短い問題:
税理士に向いている人を紹介する文章について、最後の文の後に続く部分を書いてもらえますか？

本文の一節:

しかし税理士試験合格後も、税制改正や情勢・市場の変化などに対応するために勉強を続ける必要があります。税知識以外のさまざまな知識やスキルを身につけるためにも日々勉強が必須です。
税理士登録後も勉強を続ける必要があるからこそ、学ぶことが好きな人は税理士に向いているといえるでしょう。
几帳面な人
税理士の仕事内容は、細かな数字を扱う・厳密な計算をする・正しい税法を用いるなど、地道なものが多いです。小さなミスがトラブルにつながる恐れもあるため、入力内容や作成した書類の入念なチェックも欠かせません。
税理士の仕事は正確さが求められるからこそ、几帳面な人に向いています。
倫理観・正義感が強い人
税理士は節税や経営に関する相談を受ける機会も多いです。そして、アドバイスを行う際は税法やルールに従うことが大前提となります。たとえクライアントの要望を満たしきれない場合でも、脱税を始めとしたルールに反する行為は厳禁です。
税理士には、クライアントの意向に沿えなくても法の順守を最優先にする、そんな倫理観・正義感の強さが求められます。
コミュニケーション能力の高い人
コミュニケーション能力の高い人も、税理士に向いている可能性が高いです。
税理士はクライアントの税務相談や経営コンサルティングなど、コミュニケーションの機会も多々あります。相手の不安や悩みを正しく汲み取り、適切なサポートを行うためには、理解力と提案力の両方が必要です。

データセット抜粋:

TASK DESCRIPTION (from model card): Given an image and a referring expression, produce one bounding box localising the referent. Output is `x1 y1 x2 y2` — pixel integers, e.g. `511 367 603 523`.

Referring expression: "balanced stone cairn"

解答結果:
以上の理由から、コミュニケーション力が高い人も税理士の適性があると考えられます。
税理士に向いてない人
税理士に向いていない人の特徴として、以下の3つが挙げられます。
- 大雑把、細かい作業が苦手
- 仕事を抱え込んでしまう
- コミュニケーション能力が極端に低い
上記の特徴を持つ人がなぜ税理士に向いていないのか、理由を詳しく解説します。
大雑把、細かい作業が苦手な人
前章で税理士の仕事は正確さが求められ、入念なチェックも欠かせないと紹介しました。そのため、大雑把な人や細かい作業が苦手な人には、税理士の仕事はストレスが大きすぎる恐れがあります。
仕事を抱え込んでしまう人
仕事を抱え込んでしまう人も、税理士に向いていない恐れが大きいでしょう。
一口に会計・税務関連の業務といっても、以下のようにさまざまな仕事が挙げられます。
- 仕訳入力や仕訳登録などの単純な会計処理・会計事務の代行
- 税務署や自治体へ提出する書類の作成
- 財務諸表の分析および財務状態・課題の適切な把握
- 決算書や申告書の作成
- 確定申告の代行
- 税金の計算
確かに税理士にしかできない仕事もありますが、税理士補佐や入力スタッフが対応して問題ない仕事も少なくありません。そのため税理士の役割を果たすためには、仕事を上手く周りに任せ、税理士にしかできない仕事に集中できる環境を作ることが大切です。
周りの人に仕事をお願いするのが苦手な人は、自分の仕事量が必要以上に多くなってしまい、税理士業務に集中できず非効率になってしまいます。そのため、仕事を抱え込んでしまう癖がある人にも税理士はおすすめできません。
コミュニケーション能力が極端に低い人
コミュニケーション能力が極端に低い人は、伝えるべきことを正確に伝えられない・相手の話を理解しないまま仕事を進めてしまうといった事態が起こり得ます。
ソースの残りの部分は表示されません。